## begin Supplied material

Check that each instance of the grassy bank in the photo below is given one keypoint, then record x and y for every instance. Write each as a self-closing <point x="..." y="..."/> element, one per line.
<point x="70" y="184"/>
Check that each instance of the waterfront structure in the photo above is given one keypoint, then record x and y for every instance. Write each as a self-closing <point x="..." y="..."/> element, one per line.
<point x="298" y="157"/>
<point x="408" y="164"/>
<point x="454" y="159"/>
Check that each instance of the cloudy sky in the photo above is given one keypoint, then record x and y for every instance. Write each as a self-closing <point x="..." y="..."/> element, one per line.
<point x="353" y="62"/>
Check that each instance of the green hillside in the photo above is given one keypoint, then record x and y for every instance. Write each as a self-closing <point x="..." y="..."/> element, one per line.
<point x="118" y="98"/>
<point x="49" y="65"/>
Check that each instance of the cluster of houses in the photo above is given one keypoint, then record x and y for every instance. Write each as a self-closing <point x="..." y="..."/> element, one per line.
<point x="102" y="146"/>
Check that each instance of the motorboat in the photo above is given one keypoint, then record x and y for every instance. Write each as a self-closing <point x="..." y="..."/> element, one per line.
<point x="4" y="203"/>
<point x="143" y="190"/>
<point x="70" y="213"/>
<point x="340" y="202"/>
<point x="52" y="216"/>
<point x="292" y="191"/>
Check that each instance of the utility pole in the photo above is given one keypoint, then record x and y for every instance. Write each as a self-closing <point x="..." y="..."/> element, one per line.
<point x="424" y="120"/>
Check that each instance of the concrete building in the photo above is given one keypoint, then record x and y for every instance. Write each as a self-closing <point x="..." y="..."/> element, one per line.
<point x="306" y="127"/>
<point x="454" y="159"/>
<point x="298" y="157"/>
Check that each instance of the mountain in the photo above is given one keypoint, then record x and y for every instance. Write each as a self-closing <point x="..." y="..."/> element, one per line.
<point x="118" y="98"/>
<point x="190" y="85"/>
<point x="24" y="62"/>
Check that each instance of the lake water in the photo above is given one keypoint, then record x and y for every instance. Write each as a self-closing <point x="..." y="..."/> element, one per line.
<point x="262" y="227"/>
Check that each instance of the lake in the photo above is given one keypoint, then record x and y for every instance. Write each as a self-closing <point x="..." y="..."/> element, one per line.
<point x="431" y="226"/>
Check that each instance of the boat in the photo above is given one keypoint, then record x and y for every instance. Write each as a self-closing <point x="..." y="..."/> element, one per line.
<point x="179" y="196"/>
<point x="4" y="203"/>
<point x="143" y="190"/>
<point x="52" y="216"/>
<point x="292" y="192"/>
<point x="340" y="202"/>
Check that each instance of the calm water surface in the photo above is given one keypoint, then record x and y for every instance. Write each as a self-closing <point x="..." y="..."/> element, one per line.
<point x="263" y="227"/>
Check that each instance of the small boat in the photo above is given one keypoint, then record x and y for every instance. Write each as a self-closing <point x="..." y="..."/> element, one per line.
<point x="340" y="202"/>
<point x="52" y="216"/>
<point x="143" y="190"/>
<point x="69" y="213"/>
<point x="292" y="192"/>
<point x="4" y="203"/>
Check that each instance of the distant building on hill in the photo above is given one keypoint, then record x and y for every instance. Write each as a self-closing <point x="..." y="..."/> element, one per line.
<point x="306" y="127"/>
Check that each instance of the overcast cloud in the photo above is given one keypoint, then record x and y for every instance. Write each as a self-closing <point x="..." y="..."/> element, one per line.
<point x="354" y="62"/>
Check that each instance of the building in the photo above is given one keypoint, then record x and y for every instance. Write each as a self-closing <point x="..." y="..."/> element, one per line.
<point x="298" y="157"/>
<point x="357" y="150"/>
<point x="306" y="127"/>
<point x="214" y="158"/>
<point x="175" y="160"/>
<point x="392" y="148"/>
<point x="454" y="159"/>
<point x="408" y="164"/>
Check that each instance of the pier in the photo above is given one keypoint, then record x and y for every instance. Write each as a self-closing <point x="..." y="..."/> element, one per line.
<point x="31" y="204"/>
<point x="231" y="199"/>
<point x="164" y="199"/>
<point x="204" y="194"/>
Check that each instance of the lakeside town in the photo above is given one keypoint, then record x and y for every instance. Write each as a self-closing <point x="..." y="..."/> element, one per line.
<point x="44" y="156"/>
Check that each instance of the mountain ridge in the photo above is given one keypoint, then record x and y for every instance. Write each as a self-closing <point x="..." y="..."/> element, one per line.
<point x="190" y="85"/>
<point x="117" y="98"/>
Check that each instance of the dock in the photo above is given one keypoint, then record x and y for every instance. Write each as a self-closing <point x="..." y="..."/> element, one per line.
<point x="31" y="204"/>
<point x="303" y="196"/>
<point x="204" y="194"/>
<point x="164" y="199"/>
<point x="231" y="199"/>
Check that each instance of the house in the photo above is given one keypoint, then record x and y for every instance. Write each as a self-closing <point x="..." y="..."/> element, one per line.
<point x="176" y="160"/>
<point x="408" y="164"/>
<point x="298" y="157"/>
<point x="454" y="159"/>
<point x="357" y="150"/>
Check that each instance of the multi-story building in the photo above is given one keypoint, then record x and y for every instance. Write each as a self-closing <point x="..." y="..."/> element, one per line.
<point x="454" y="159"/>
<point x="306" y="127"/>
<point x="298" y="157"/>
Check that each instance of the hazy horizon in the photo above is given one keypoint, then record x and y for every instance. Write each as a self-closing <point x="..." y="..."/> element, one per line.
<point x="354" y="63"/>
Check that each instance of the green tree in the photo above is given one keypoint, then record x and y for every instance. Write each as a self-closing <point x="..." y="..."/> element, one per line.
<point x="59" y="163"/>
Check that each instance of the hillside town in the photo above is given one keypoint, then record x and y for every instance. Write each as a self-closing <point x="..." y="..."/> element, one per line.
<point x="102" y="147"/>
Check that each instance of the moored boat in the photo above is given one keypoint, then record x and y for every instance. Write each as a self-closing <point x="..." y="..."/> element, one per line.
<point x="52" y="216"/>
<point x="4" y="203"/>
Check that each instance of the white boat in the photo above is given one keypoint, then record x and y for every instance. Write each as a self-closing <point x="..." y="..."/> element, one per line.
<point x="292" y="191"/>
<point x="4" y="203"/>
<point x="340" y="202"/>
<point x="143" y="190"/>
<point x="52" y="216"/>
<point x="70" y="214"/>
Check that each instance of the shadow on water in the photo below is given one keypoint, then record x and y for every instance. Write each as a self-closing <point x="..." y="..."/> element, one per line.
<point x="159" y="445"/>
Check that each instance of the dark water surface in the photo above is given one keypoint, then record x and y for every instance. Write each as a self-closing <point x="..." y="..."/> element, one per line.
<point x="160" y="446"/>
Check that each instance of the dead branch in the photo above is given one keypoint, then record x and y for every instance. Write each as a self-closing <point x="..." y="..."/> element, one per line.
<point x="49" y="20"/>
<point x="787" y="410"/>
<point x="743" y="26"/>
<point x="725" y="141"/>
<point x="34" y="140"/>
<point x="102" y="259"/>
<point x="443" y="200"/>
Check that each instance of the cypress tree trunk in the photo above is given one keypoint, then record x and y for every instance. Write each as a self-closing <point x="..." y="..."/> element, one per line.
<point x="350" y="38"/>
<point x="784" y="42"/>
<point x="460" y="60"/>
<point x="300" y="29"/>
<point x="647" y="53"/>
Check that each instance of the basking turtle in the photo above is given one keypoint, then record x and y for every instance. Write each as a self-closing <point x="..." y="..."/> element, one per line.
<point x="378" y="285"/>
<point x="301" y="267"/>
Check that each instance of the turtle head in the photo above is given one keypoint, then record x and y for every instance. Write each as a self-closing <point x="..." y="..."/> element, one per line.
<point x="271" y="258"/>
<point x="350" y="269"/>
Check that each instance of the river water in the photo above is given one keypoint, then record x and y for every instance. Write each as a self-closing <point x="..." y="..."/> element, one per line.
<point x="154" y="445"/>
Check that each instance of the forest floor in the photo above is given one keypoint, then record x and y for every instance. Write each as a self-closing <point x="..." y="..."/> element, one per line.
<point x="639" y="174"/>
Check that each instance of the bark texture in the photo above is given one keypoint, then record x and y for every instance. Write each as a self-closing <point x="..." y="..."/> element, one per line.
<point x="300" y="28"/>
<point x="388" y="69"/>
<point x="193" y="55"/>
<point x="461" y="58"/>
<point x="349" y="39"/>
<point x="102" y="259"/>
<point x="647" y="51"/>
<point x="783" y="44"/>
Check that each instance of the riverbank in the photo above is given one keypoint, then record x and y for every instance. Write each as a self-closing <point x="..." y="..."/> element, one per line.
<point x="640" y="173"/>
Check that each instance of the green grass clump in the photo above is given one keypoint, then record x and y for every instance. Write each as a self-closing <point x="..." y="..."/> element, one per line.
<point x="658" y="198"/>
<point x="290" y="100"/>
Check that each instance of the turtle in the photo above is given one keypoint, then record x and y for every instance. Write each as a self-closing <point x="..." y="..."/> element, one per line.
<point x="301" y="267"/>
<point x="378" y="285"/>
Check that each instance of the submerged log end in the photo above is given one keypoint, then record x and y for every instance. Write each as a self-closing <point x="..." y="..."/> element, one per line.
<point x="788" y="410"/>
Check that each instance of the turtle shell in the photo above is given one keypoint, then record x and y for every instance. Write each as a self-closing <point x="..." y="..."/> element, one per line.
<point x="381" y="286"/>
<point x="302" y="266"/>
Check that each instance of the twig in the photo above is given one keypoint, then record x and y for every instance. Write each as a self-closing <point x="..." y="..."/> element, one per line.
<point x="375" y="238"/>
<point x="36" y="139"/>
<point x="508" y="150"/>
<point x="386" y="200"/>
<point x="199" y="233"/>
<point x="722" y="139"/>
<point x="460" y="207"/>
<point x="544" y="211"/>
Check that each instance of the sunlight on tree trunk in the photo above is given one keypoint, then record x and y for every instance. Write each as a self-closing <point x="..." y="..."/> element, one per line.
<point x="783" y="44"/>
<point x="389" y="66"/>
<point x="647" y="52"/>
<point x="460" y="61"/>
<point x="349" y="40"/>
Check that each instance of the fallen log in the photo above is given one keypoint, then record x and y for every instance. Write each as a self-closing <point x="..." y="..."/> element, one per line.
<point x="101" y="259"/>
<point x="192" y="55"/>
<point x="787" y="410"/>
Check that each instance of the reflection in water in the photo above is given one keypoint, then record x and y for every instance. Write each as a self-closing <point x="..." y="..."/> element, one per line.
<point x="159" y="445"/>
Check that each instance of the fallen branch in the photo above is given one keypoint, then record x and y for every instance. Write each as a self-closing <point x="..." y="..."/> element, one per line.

## end Supplied material

# Exercise instructions
Print the line containing "Check that each instance of the turtle shell" and every line after it to the end of the records above, exactly as written, and nothing else.

# Worked answer
Check that each instance of the turtle shell in the photo above is given one keypoint, then record x and y for every instance. Write each as a self-closing <point x="..." y="..."/> element, one per line.
<point x="381" y="286"/>
<point x="302" y="266"/>
Check that each instance of the twig in the photo above is given one keypoint, then record x and y for every instance. Write each as a self-closing <point x="..." y="..."/> element, one per line.
<point x="375" y="238"/>
<point x="36" y="139"/>
<point x="508" y="150"/>
<point x="386" y="200"/>
<point x="199" y="233"/>
<point x="722" y="139"/>
<point x="460" y="207"/>
<point x="544" y="211"/>
Check that each instance of the sunlight on tree trunk in the photo above is given one keypoint, then record x and y for every instance. Write each as a self-closing <point x="..." y="..."/> element, one per line.
<point x="783" y="44"/>
<point x="389" y="66"/>
<point x="647" y="52"/>
<point x="460" y="61"/>
<point x="349" y="40"/>
Check that each instance of the fallen log in the photo above is given one keypoint, then record x and y for every instance. Write each as a self-closing <point x="..." y="..."/> element, one per line.
<point x="101" y="259"/>
<point x="192" y="55"/>
<point x="787" y="410"/>
Check that each instance of the reflection in water in the photo above is given one keypoint, then record x and y for every instance. Write each as a self-closing <point x="..." y="..."/> element, one per line.
<point x="159" y="445"/>
Check that each instance of the fallen branch in the photo above is given one keypoint, then record x and y for every instance. Write each as a self-closing <point x="..." y="..."/> element, one per line.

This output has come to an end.